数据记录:
____

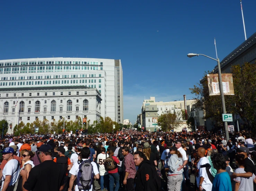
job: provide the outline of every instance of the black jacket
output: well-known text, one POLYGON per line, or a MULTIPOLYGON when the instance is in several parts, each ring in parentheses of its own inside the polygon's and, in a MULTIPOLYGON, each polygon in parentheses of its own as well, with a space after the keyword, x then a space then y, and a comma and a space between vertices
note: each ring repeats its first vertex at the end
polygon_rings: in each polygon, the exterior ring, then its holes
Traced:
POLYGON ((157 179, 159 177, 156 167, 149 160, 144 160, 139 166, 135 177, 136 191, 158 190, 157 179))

____

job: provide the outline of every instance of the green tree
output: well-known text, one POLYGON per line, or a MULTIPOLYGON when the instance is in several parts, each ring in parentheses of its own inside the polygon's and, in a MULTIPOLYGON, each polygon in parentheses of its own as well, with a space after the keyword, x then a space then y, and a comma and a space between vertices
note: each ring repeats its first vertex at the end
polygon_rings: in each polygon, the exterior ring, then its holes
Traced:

____

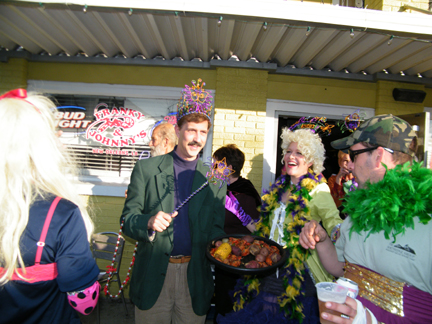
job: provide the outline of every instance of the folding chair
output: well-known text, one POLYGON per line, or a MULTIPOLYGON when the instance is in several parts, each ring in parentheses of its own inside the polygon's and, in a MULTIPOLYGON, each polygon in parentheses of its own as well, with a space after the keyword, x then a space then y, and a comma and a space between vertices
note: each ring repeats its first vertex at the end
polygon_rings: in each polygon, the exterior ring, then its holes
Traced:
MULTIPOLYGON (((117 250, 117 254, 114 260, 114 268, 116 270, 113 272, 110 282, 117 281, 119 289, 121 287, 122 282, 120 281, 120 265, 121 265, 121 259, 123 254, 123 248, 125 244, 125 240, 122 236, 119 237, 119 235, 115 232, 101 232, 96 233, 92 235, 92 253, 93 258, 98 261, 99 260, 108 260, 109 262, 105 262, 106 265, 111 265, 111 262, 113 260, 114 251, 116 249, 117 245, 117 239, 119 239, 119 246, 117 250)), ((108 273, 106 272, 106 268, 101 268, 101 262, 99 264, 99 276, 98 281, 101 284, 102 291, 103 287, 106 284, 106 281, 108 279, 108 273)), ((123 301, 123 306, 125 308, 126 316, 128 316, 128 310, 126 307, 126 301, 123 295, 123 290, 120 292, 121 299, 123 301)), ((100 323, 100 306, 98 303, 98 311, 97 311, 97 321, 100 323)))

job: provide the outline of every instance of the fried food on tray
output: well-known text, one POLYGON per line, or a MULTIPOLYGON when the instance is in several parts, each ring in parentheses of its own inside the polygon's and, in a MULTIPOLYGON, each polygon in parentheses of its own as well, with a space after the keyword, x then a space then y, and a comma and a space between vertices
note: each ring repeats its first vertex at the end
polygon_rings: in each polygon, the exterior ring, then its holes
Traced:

____

请逐字照录上述记录中自含有"job: provide the outline of every instance of the black"的一行起、至含有"POLYGON ((157 179, 159"的一行止的各行，首尾两行均包括在内。

job: provide the outline of every instance of the black jacket
output: well-known text, one POLYGON per line, or a MULTIPOLYGON when the instance is in several parts, each ring in parentheses of its own inside the polygon's and, in a MULTIPOLYGON, each polygon in parentheses of its own as well, with a space after the keyword, x then a space then y, and a comma and a space between vertices
note: each ring repeats its first vertex at the end
polygon_rings: in each polygon, the exterior ring, then its holes
Traced:
POLYGON ((157 179, 159 177, 156 167, 149 160, 144 160, 139 166, 135 177, 136 191, 158 190, 157 179))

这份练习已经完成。